ACTIVITÉ: Relevez, dans l'extrait sur le Xanax, toutes les affections que des médecins traitent avec ce médicament.

EXTRAIT FOURNI:
------------------------------------------------
Des chiffres qui font dire que le Xanax va être « la prochaine crise dont on va parler sur le plan social », soutient la Dre Marie-Ève Morin, médecin de famille travaillant en santé mentale et en dépendance.

Le Xanax, qui fait partie de la famille des benzodiazépines comme l’Ativan ou le Valium, est un médicament prescrit par des médecins pour traiter l’anxiété, les chocs nerveux, les crises de panique ou l’épilepsie. Des laboratoires clandestins fabriquent aussi du Xanax, le nom commercial de l’alprazolam, qui est en croissance sur le marché noir.

Ces comprimés contrefaits ne contiennent pas l’ingrédient actif habituel qu’on trouve dans le médicament, mais plutôt des substances dérivées, qui sont parfois plus fortes et en plus grande quantité. Dans la rue, ils sont habituellement vendus entre 2 $ et 5 $.
------------------------------------------------
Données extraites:

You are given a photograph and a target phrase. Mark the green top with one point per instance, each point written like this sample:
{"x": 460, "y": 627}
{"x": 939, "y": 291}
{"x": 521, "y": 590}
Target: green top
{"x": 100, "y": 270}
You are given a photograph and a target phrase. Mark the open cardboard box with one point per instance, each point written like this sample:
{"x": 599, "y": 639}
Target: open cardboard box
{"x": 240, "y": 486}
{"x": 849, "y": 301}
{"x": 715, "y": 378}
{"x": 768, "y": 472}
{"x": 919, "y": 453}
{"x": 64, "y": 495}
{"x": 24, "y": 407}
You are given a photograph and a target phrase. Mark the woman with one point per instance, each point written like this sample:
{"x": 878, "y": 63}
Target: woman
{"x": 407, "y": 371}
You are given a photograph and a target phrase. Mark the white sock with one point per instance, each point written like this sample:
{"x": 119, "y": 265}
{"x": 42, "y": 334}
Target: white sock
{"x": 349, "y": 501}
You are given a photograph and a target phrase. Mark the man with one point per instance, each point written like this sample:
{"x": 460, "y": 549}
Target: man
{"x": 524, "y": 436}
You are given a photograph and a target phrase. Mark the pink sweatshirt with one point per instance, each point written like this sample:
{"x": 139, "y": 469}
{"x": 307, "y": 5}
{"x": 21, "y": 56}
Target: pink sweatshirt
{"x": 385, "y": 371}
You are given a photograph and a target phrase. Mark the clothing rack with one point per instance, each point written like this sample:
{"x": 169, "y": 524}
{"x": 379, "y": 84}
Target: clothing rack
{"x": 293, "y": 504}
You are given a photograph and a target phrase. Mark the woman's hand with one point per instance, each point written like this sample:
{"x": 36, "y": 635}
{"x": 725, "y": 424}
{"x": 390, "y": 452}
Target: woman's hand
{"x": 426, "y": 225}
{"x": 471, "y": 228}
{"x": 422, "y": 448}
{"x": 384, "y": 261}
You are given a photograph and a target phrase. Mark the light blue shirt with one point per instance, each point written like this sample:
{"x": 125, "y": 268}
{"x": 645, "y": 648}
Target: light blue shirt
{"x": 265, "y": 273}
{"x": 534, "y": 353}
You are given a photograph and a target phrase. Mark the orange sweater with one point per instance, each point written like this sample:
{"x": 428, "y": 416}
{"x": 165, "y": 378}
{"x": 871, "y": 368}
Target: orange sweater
------------------------------------------------
RÉPONSE:
- l'anxiété
- les chocs nerveux
- les crises de panique
- l'épilepsie